§ **给定文本**:
11、如果不指定DUPLICATE时，默认就是NO DUPLICATE，只有RAC环境且是Oracle Engineered System环境才能使用DUPLICATE或DUPLICATE ALL，否则就算是使用了DUPLICATE或DUPLICATE ALL也不起作用，还是当成NO DUPLICATE.

12、如果不指定distribute时,默认是auto,默认存在IM中的表会分布在各个节点之中。只有RAC环境才能使用distribute

13、关于populate和repopulate的区别，populate是把磁盘上的现有数据转换为列格式并存放到In-Memory内存中，repopulate是把将新数据加载到In-Memory内存中，可以简单理解为populate初始化全量刷数据进入In-Memory内存中，repopulate是增量刷数据进入In-Memory内存中

一些实验结果

1、表空间设置为inmemory

创建表空间或修改表空间为inmemory，inmemory关键字前面必须加上default

SQL> create tablespace tablespace1 datafile '/u02/data/tablespace2.dbf' size 100M inmemory;

ERROR at line 1:

ORA-02180: invalid option for CREATE TABLESPACE

SQL> create tablespace tablespace1 datafile '/u02/data/tablespace2.dbf' size 100M default inmemory;

Tablespace created.

SQL> alter tablespace USERS inmemory;

ERROR at line 1:

ORA-02142: missing or invalid ALTER TABLESPACE option

SQL> alter tablespace USERS default inmemory;

Tablespace altered.

2、表设置为inmemory

如果create table as方式，则inmemory放在as前面

create table table1 (hid number(10)) inmemory;

alter table table2 inmemory;

create table t4 inmemory as select * from t1;--t4启用了In-Memory列式存储

create table t5 as select * from t1 inmemory;--t5没有启用了In-Memory列式存储

3、物化视图设置为inmemory

create materialized view mview1 inmemory as select * from table1;

alter materialized view mview2 inmemory

4、分区表某些分区设置为inmemory

建表是最后两个分区SALES_Q4_2019、SALES_Q1_2020都没有启用In-Memory列式存储，参见user_tab_partitions.inmemory，最后修改SALES_Q4_2019分区启用In-Memory列式存储

CREATE TABLE sales1( prod_id NUMBER(6),time_id DATE,channel_id varchar2(100))

PARTITION BY RANGE (time_id)

(PARTITION SALES_Q1_2019

VALUES LESS THAN (TO_DATE('01-APR-2019','DD-MON-YYYY')) INMEMORY,

PARTITION SALES_Q2_2019

VALUES LESS THAN (TO_DATE('01-JUL-2019','DD-MON-YYYY')) INMEMORY,

PARTITION SALES_Q3_2019

VALUES LESS THAN (TO_DATE('01-OCT-2019','DD-MON-YYYY')) INMEMORY,

PARTITION SALES_Q4_2019

VALUES LESS THAN (TO_DATE('01-JAN-2020','DD-MON-YYYY')) NO INMEMORY,

PARTITION SALES_Q1_2020

VALUES LESS THAN (MAXVALUE));

alter table sales1 modify partition SALES_Q4_2019 inmemory;

5、字段列设置为inmemory

如下创建的表table1,只有CREATED_APPID字段没有启用In-Memory列式存储，其他列都启用了

所以一张表只要某些列设置为inmemory时，必须使用no inmemory把剩余的列写进去

create table table1 as select * from dba_objects;

alter table table1 inmemory (OWNER) no inmemory (CREATED_APPID);

When a database is restarted, all of the data for database objects with a priority level other than NONE are populated in the IM column store during startup.

重新启动数据库后，在启动期间，优先级比NONE高的数据库对象的所有数据都将加载进入In-Memory中。

§ **数据块**:

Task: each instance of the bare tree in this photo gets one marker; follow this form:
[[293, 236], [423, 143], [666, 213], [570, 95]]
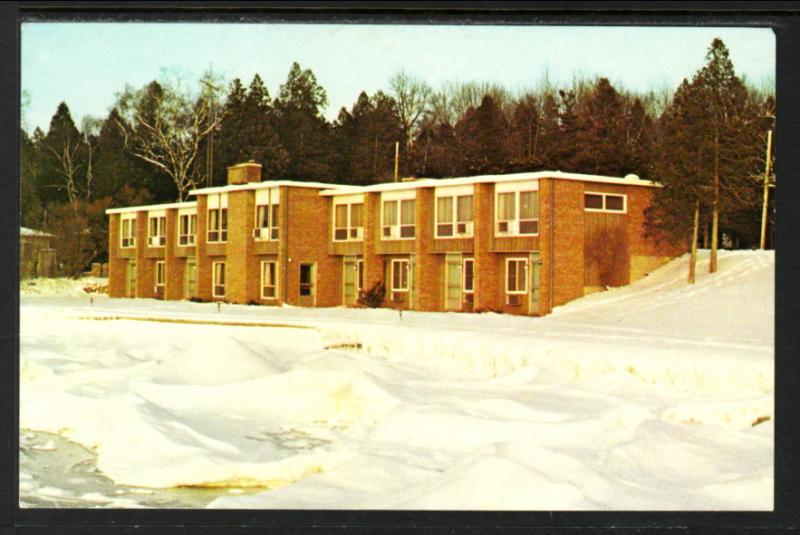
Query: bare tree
[[165, 123], [412, 96]]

§ **题目 A**:
判断下列三项是否与 In-Memory 说明一致，每项回答“是”或“否”，并一字不差地引用说明中起决定作用的原文：(i) 不指定 distribute 时，默认值为 auto；(ii) 执行 alter tablespace USERS inmemory; 可以成功修改表空间；(iii) 用 create table t5 as select * from t1 inmemory; 建成的 t5 启用了 In-Memory 列式存储。
§ **题目 B**:
根据 In-Memory 说明，sales1 建表后，最后通过 alter 语句启用 In-Memory 列式存储的是哪个分区？
§ **题目 C**:
从 In-Memory 说明的最后一句之后接续往下写。
这些材料与 In-Memory 说明没有关系。

§ **答案 A**:
(i) 是。“如果不指定distribute时,默认是auto”
(ii) 否。“ORA-02142: missing or invalid ALTER TABLESPACE option”
(iii) 否。“t5没有启用了In-Memory列式存储”

§ **答案 B**:
SALES_Q4_2019 分区。

§ **答案 C**:
Population

The operation of reading existing data blocks from data files, transforming the rows into columnar format, and then writing the columnar data to the IM column store. In contrast, loading refers to bringing new data into the database using DML or DDL.

Population, which transforms existing data on disk into columnar format, is different from repopulation, which loads new data into the IM column store. Because IMCUs are read-only structures, Oracle Database does not populate them when rows change. Rather, the database records the row changes in a transaction journal, and then creates new IMCUs as part of repopulation

从数据文件读取现有数据块，将行转换为列格式，然后将列数据写入IM列存储的操作。相反，loading是指使用DML或DDL将新数据带入数据库。

Population是将磁盘上的现有数据转换为列格式，Population不同于将新数据加载到IM列存储中的repopulation。因为IMCU是只读结构，所以当行更改时，Oracle数据库不会填充它们。而是，数据库将行更改记录在transaction journal中，然后创建新的IMCU作为repopulation的一部分

IMCU

An In-Memory Compression Unit (IMCU) is a compressed, read-only storage unit that contains data for one or more columns.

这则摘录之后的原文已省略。